- Task material:
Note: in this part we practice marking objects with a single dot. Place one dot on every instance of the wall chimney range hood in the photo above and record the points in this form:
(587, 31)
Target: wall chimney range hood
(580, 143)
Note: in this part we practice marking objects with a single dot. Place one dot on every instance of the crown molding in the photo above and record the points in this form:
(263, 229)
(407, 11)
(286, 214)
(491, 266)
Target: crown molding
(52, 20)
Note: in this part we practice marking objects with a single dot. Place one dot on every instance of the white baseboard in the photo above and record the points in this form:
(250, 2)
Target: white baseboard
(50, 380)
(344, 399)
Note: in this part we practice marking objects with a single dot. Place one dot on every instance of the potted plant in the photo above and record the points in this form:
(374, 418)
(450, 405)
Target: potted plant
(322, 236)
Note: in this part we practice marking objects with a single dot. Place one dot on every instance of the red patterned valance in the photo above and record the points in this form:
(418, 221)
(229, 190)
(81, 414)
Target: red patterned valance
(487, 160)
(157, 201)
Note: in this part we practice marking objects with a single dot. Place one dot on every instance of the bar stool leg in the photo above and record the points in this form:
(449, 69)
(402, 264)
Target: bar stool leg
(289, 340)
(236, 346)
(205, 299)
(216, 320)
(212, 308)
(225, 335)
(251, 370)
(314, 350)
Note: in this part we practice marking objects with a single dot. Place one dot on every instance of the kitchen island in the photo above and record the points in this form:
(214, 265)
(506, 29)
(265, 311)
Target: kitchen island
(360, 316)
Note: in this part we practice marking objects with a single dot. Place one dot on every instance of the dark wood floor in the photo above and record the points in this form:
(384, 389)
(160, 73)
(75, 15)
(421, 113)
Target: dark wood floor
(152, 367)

--

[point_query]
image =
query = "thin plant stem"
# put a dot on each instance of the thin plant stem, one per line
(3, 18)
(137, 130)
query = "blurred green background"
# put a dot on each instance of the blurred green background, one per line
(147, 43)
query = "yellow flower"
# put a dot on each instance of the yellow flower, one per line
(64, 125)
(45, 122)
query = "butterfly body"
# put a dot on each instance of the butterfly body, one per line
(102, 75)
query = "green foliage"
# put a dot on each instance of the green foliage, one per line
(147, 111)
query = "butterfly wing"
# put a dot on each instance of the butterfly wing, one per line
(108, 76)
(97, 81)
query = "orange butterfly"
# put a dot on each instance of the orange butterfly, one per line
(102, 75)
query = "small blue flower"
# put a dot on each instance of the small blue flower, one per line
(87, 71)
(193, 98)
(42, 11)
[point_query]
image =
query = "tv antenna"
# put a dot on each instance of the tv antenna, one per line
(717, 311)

==

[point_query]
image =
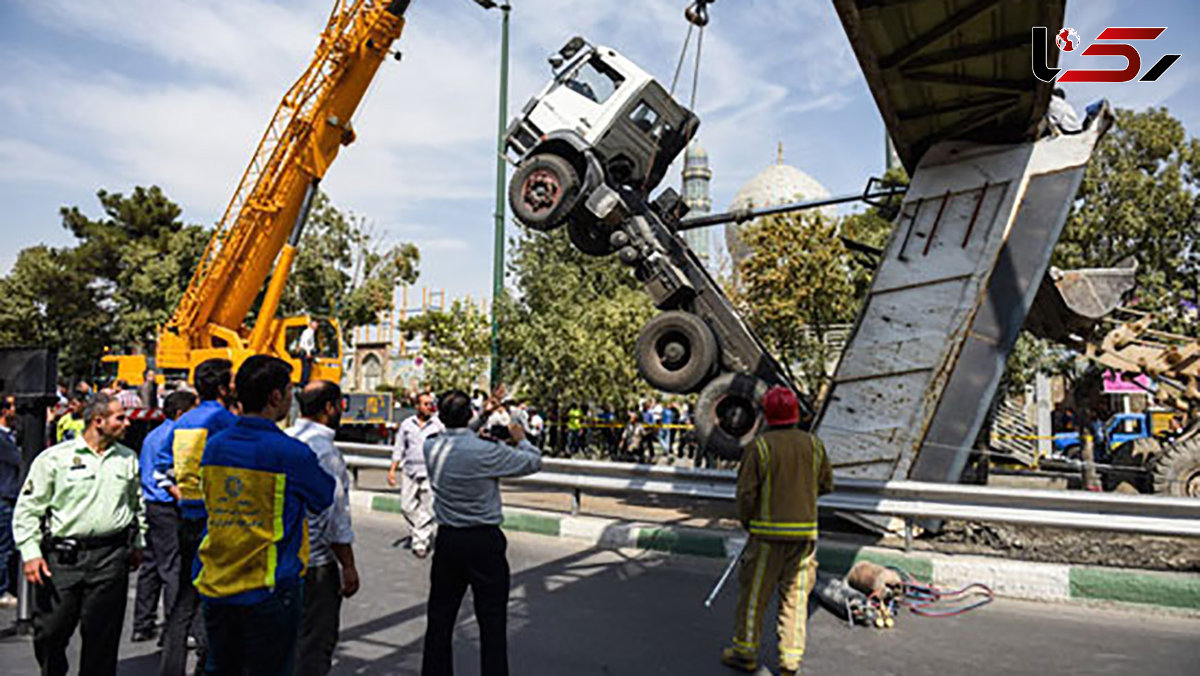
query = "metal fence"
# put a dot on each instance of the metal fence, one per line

- About this exercise:
This exercise needs every line of the listing that contains the word "metal".

- Response to this task:
query = "metal fence"
# put a dot on each instance of the metal fence, one per line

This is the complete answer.